Assignment: Nothing but the lines from the one containing "For every instance of the round" to the end of the data should be returned, each exactly as written.

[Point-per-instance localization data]
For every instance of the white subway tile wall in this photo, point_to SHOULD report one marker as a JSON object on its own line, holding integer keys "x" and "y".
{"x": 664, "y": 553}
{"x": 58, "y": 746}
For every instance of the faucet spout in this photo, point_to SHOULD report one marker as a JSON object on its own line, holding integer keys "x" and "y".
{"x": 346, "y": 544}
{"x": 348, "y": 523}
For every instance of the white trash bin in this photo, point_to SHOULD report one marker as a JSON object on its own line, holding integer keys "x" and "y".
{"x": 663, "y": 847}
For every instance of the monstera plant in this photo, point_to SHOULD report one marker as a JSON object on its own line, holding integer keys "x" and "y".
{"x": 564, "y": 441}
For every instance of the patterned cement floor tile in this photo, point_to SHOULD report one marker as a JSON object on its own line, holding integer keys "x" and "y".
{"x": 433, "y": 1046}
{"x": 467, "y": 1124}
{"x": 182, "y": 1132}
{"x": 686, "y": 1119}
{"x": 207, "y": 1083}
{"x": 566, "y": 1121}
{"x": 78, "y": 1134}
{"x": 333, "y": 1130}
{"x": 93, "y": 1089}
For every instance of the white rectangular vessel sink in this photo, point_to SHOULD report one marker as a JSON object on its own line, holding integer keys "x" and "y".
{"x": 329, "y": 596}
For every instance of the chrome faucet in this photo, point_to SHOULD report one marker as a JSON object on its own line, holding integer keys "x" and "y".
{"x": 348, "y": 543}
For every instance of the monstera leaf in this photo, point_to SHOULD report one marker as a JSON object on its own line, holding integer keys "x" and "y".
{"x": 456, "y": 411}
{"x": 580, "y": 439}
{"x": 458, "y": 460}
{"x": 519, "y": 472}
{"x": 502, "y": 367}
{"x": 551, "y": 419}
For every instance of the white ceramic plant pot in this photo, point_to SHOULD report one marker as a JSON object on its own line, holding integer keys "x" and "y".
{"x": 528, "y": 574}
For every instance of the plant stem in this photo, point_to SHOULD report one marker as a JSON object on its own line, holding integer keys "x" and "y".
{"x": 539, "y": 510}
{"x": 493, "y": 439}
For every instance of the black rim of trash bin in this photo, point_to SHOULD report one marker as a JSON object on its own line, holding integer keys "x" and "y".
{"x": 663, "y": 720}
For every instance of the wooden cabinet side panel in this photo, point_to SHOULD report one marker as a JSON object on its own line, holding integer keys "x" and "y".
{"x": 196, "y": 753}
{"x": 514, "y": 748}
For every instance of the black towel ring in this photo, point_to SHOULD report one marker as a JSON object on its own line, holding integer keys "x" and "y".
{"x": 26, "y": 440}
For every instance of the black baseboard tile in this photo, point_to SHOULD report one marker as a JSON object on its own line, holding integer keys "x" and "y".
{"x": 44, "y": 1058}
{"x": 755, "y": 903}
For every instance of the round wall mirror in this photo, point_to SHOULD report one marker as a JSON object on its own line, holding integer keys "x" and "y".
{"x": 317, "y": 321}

Written answer:
For every instance of the round wall mirror in this photo, point_to SHOULD report one marker as a JSON object on its own line, holding integer keys "x" and "y".
{"x": 317, "y": 321}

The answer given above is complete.